Directions
In the listing below, rewrite the lines between the one containing "Locate the large" and the one containing "Target: utility pole", inclusive, substituting "cinder block wall" for "concrete block wall" and leaving everything else unchanged.
•••••
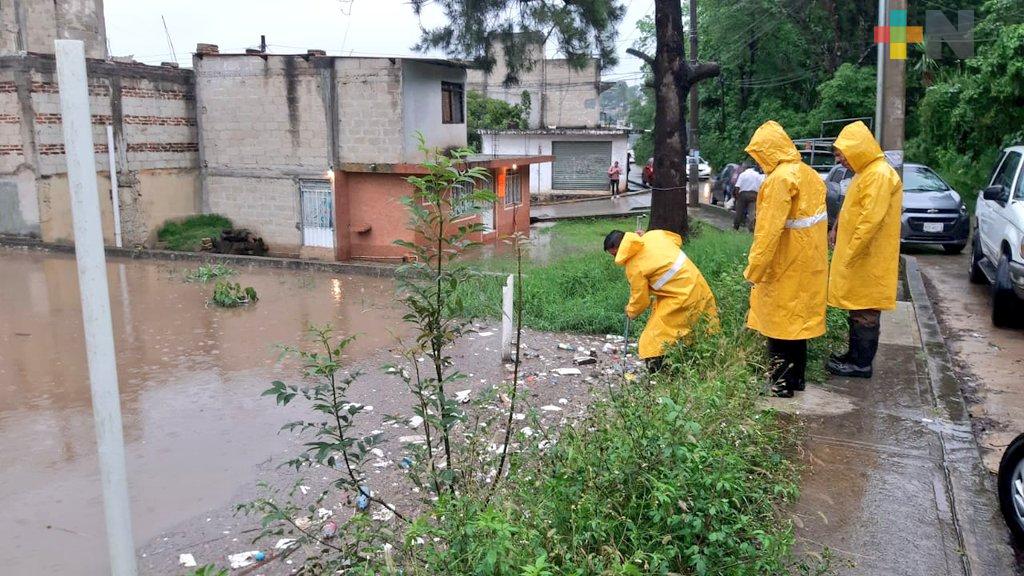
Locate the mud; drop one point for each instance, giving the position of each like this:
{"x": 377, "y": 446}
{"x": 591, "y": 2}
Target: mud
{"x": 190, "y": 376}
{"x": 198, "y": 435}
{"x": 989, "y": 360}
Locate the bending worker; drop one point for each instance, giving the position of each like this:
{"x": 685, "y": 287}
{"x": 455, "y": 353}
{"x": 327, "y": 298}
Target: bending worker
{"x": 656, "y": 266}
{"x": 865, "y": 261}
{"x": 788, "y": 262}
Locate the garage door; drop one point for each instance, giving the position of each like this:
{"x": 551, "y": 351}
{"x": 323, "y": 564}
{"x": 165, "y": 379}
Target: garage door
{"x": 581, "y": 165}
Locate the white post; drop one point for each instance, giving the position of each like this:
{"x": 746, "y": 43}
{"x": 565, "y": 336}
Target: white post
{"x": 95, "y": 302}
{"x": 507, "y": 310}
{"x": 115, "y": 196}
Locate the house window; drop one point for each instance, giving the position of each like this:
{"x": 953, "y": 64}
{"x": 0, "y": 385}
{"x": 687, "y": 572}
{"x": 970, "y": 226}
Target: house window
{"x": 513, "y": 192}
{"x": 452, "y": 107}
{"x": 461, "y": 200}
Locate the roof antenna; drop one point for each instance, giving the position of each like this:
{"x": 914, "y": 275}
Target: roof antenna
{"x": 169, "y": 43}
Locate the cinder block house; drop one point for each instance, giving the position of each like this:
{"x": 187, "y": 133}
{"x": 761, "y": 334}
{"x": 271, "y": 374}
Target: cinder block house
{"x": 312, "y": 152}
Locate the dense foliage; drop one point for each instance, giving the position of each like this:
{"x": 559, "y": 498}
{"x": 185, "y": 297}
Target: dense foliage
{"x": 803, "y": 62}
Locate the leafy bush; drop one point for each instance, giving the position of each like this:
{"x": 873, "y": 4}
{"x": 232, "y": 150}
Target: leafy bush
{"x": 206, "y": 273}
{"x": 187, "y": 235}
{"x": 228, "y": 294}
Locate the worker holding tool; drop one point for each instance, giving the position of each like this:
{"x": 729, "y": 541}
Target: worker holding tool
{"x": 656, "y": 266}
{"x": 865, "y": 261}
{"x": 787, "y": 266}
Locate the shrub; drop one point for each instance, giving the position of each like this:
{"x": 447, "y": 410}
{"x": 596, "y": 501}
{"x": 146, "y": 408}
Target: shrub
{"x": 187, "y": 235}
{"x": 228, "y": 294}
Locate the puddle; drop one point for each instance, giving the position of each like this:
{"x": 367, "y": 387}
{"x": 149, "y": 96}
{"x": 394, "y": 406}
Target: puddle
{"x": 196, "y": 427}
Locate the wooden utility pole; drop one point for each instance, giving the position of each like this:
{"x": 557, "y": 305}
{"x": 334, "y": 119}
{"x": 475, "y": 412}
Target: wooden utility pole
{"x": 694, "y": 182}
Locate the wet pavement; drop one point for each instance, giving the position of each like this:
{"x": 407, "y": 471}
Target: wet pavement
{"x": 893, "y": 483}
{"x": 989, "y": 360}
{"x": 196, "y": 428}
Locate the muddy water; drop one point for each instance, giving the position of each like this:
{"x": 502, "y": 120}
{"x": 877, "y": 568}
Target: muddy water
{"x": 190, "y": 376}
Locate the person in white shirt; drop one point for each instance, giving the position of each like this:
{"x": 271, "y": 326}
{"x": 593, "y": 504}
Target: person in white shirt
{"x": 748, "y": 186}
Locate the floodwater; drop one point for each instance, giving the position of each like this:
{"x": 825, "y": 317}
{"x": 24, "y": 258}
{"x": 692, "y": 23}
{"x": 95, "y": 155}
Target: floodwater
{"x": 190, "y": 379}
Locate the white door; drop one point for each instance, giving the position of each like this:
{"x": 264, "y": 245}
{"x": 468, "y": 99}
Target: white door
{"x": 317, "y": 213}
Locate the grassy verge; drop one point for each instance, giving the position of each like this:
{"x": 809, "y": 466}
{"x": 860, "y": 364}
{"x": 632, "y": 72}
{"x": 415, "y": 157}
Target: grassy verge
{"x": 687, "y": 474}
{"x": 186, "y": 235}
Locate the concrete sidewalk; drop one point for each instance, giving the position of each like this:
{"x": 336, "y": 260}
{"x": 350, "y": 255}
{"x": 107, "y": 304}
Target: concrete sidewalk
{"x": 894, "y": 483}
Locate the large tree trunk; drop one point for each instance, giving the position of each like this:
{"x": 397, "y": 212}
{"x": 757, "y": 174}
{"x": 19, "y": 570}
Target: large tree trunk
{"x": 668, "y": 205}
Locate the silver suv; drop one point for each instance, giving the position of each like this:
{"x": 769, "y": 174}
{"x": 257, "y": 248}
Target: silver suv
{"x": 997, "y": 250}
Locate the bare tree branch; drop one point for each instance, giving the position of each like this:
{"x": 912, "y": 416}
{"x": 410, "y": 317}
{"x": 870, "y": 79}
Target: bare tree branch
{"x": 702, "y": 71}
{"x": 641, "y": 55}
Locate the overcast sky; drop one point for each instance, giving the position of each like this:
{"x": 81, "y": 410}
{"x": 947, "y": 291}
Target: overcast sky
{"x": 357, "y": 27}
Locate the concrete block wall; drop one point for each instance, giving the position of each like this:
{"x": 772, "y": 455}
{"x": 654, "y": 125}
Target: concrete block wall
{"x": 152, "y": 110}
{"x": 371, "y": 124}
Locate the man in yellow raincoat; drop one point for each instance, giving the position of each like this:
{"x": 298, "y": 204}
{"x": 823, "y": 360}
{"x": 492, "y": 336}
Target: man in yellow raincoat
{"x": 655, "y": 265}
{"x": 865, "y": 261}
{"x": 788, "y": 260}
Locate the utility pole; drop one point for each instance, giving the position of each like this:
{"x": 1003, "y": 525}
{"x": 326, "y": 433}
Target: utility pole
•••••
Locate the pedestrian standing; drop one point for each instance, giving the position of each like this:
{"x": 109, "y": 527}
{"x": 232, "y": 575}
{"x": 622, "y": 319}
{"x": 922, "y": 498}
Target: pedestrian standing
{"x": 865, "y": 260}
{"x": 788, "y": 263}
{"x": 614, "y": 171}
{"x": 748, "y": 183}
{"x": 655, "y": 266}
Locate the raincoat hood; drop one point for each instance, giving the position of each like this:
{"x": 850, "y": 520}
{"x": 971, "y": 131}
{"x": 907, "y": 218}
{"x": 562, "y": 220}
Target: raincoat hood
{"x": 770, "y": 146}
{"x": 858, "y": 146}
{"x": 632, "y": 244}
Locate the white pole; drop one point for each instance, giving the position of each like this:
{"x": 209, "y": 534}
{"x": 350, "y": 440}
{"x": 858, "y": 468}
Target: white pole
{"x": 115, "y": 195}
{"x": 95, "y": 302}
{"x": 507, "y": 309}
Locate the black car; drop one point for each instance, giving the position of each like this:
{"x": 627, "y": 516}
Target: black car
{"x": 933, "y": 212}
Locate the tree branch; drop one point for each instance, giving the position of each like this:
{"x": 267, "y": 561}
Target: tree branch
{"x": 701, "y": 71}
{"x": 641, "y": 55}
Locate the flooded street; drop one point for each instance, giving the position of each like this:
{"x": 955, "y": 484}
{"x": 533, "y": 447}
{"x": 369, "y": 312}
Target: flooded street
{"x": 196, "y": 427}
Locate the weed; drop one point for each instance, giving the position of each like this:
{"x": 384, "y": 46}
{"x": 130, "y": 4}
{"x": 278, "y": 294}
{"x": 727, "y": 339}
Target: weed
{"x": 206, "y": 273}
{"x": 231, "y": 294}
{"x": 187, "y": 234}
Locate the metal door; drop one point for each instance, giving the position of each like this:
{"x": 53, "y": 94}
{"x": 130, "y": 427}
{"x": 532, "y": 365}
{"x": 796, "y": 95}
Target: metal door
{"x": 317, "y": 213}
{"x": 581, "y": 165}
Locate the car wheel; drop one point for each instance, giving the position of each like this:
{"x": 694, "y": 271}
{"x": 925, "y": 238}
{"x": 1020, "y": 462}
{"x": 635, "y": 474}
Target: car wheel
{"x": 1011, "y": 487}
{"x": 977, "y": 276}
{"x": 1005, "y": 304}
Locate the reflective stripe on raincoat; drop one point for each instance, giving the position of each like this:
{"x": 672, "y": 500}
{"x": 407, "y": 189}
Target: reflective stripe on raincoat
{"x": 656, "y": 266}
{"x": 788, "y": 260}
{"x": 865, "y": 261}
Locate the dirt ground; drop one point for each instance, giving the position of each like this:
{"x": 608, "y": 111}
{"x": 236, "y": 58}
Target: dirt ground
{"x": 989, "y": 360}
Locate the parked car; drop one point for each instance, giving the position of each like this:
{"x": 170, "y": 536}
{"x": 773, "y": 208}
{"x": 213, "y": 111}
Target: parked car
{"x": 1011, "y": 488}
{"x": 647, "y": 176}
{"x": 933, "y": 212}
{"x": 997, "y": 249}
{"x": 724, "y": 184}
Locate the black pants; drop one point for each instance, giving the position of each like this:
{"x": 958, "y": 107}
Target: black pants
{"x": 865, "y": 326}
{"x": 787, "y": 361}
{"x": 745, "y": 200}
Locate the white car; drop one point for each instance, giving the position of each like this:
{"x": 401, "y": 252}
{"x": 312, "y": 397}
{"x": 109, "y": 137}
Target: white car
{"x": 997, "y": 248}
•••••
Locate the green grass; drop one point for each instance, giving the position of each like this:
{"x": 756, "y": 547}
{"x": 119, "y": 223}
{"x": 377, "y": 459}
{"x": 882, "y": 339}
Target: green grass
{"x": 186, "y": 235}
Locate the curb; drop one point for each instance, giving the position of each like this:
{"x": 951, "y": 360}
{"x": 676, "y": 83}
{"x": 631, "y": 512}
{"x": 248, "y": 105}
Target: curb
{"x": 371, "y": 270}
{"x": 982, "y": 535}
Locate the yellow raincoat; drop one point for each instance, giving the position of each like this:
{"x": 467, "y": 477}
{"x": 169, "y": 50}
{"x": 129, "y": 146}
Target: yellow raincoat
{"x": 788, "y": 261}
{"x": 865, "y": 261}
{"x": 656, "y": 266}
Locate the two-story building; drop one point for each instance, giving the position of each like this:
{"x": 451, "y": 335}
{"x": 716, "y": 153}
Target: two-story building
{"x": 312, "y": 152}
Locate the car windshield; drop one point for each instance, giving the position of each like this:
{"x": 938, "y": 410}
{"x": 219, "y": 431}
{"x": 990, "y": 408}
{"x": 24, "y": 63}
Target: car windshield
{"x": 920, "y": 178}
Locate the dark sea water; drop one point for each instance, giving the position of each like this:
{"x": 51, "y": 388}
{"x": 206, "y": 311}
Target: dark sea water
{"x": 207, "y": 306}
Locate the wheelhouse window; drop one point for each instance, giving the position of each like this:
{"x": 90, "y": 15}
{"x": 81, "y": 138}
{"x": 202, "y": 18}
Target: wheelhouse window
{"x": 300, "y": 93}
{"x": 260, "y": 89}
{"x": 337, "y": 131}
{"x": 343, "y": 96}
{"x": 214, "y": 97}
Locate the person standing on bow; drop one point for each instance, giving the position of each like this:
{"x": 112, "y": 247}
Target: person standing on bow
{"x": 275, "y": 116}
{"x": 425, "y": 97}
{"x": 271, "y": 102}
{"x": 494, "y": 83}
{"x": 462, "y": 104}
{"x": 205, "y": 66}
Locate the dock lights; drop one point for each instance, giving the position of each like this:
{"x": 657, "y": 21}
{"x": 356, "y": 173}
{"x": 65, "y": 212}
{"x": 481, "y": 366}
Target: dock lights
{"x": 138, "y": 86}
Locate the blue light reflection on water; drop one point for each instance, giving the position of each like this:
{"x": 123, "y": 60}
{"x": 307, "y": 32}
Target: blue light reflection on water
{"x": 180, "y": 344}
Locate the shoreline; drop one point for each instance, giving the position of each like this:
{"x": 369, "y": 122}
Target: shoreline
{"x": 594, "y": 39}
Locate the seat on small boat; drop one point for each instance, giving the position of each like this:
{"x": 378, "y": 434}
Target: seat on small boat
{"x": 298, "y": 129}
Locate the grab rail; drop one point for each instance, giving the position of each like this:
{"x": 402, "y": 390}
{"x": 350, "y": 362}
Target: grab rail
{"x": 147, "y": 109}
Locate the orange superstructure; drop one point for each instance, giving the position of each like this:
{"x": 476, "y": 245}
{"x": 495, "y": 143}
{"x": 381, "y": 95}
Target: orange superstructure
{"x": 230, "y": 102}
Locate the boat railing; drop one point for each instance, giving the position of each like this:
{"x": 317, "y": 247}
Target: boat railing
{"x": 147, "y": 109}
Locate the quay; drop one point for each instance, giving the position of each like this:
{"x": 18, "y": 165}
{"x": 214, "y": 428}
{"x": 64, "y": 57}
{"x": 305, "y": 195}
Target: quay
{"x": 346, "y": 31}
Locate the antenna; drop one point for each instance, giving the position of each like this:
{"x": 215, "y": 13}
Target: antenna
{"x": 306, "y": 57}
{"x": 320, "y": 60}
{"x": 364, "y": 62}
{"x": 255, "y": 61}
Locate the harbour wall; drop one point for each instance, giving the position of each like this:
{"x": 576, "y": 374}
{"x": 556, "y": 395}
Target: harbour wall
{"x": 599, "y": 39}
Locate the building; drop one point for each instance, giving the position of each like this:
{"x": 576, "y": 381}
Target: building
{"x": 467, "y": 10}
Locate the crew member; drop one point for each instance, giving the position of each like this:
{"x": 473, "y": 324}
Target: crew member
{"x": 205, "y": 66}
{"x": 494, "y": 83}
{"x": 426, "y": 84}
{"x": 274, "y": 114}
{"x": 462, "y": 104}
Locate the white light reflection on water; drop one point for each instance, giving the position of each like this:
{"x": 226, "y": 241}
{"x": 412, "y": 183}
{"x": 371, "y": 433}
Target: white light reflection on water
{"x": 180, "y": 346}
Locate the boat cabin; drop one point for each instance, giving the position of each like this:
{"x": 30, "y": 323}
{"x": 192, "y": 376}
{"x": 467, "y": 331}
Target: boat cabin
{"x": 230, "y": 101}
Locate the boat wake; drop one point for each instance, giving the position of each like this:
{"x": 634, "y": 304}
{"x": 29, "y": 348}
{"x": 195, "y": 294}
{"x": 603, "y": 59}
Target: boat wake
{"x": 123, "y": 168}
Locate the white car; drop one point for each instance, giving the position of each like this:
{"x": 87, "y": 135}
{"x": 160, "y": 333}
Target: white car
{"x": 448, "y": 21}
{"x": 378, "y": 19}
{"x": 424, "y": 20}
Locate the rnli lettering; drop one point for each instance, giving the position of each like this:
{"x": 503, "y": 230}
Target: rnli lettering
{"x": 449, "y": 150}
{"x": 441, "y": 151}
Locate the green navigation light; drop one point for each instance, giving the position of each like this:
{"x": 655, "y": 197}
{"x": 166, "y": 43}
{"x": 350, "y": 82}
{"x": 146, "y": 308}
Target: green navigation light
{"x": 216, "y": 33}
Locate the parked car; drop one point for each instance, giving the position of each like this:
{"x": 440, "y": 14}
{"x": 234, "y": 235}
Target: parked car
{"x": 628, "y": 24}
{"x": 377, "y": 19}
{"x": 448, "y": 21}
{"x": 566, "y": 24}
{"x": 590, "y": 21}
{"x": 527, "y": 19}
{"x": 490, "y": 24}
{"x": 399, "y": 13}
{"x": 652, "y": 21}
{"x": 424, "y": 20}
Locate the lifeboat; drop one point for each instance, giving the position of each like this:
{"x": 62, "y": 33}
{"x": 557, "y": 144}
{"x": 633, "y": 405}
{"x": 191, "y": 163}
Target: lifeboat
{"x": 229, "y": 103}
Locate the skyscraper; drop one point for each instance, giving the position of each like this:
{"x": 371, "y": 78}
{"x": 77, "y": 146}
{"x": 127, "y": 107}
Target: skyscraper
•••••
Solution for this problem
Locate the large tree trunk; drop one point for each instance, giving the position of each like this:
{"x": 397, "y": 212}
{"x": 757, "y": 174}
{"x": 19, "y": 570}
Target: large tree trunk
{"x": 668, "y": 205}
Locate the silver suv; drop one point for each instance, giving the position of each like this:
{"x": 769, "y": 174}
{"x": 257, "y": 248}
Target: silver suv
{"x": 997, "y": 250}
Locate the bare tree branch; drop one point for each instance, giving the position of each like this:
{"x": 912, "y": 416}
{"x": 410, "y": 317}
{"x": 870, "y": 79}
Target: bare tree branch
{"x": 702, "y": 71}
{"x": 641, "y": 55}
Locate the overcast sky; drop one point for each instance, giving the position of each like this:
{"x": 81, "y": 410}
{"x": 947, "y": 291}
Target: overcast sky
{"x": 357, "y": 27}
Locate the cinder block wall; drop one point for each instance, giving the position of each like this:
{"x": 772, "y": 455}
{"x": 654, "y": 125}
Target: cinder block wall
{"x": 152, "y": 110}
{"x": 371, "y": 124}
Locate the man in yellow raincoat; drop one point for each instance, giving the position of each like this:
{"x": 298, "y": 204}
{"x": 823, "y": 360}
{"x": 492, "y": 336}
Target: man in yellow raincoat
{"x": 655, "y": 265}
{"x": 865, "y": 261}
{"x": 788, "y": 260}
Locate the utility pole; drop one point for each instance, giving the position of each like this:
{"x": 1003, "y": 525}
{"x": 326, "y": 433}
Target: utility pole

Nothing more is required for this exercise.